== Document text ==

┌──

Last month, I wrote a blog post about the history of Mother’s Day. In honor of Father’s Day, which this year will be on Sunday, June 21 in the United States, I’m taking a look back at the history of Father’s Day too.

Unlike Mother’s Day, which has definite origins, the history of Father’s Day is a little more vague. There were, in fact, two local celebrations going on during the Progressive Era that are thought to be the official kick-off of Father’s Day, both celebrated for personal reasons. In 1910, Sonora Smart Dodd, inspired by Mother’s Day, which was becoming a popular holiday at that time, campaigned in her home state of Washington for an official Father’s Day celebration in June, largely wanting to commemorate her own father, who had been a Civil War veteran and raised her and her five brothers and sisters alone on a farm when his wife died in childbirth. She succeeded, as Washington began celebrating a state-wide Father’s Day that year. The other celebration happened on a wider but no less personal scale. Two years earlier, in West Virginia, a local Methodist church in Fairmont celebrated the day in honor of 361 fathers who were killed in a local mining explosion.

└──

== Material ==
┌──

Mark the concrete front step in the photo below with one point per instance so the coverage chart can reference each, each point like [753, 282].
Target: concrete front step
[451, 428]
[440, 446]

└──

== Complete the following ==
a. In the Father's Day history text, how many fathers did the church in Fairmont honor?
b. Write the next part of the Father's Day history text, picking up after its final sentence.
The lines have no part in this exercise.

== In response ==
a. It honored 361 fathers who were killed in a local mining explosion.

b.
But as far as official lobbying and support goes, this was slow in coming. There were national political figures, such as William Jennings Bryan and Calvin Coolidge who supported a national Father’s Day, but these recommendations didn’t get much traction. There are several reasons for this. As many of us know, Mother’s Day has becomes a commercially viable holiday and was that way from very early on. It was, in fact, its commercial appeal that helped get Woodrow Wilson to sign a proclamation declaring it a national holiday in the United States in 1914. But many felt that fathers just didn’t have the same monetary appeal as mothers, mainly because the sentiment attached to mothers from the long history of the separate spheres wasn’t attached to fathers. As I discuss here, the role of the father in the 19th and early 20th century was more of a teacher and disciplinarian. The same sentimentality also seemed to undermine the idea of the “manly man”, emphasizing the masculinity crisis, especially in the late 19th and early20th centuries.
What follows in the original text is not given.